▸ Referring expression data:
--*--

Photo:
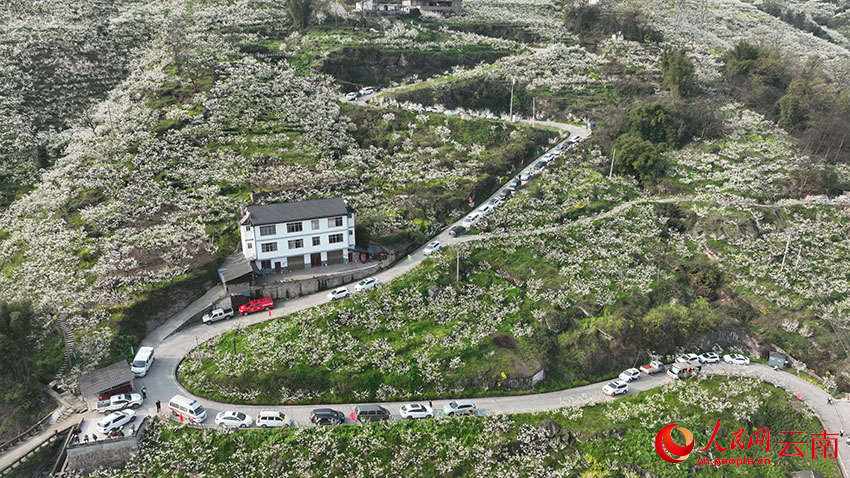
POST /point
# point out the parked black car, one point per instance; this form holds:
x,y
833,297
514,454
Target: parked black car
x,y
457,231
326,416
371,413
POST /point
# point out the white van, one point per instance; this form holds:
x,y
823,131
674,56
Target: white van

--*--

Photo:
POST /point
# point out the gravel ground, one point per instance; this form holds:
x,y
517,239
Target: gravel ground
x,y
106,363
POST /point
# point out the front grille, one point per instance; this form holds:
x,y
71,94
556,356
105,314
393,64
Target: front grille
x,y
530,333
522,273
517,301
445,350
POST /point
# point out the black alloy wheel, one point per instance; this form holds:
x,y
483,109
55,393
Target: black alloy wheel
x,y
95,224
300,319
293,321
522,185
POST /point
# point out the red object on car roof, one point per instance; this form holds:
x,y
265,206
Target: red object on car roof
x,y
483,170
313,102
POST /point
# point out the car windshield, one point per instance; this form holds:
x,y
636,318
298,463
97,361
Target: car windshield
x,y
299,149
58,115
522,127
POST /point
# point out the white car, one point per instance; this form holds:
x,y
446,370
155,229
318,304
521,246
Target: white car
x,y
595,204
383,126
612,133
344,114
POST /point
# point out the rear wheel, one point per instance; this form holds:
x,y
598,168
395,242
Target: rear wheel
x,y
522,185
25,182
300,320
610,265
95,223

--*--

▸ Activity: Exactly how many lines of the records above contain "holds"? Please state only the number.

▸ Answer to the problem: 9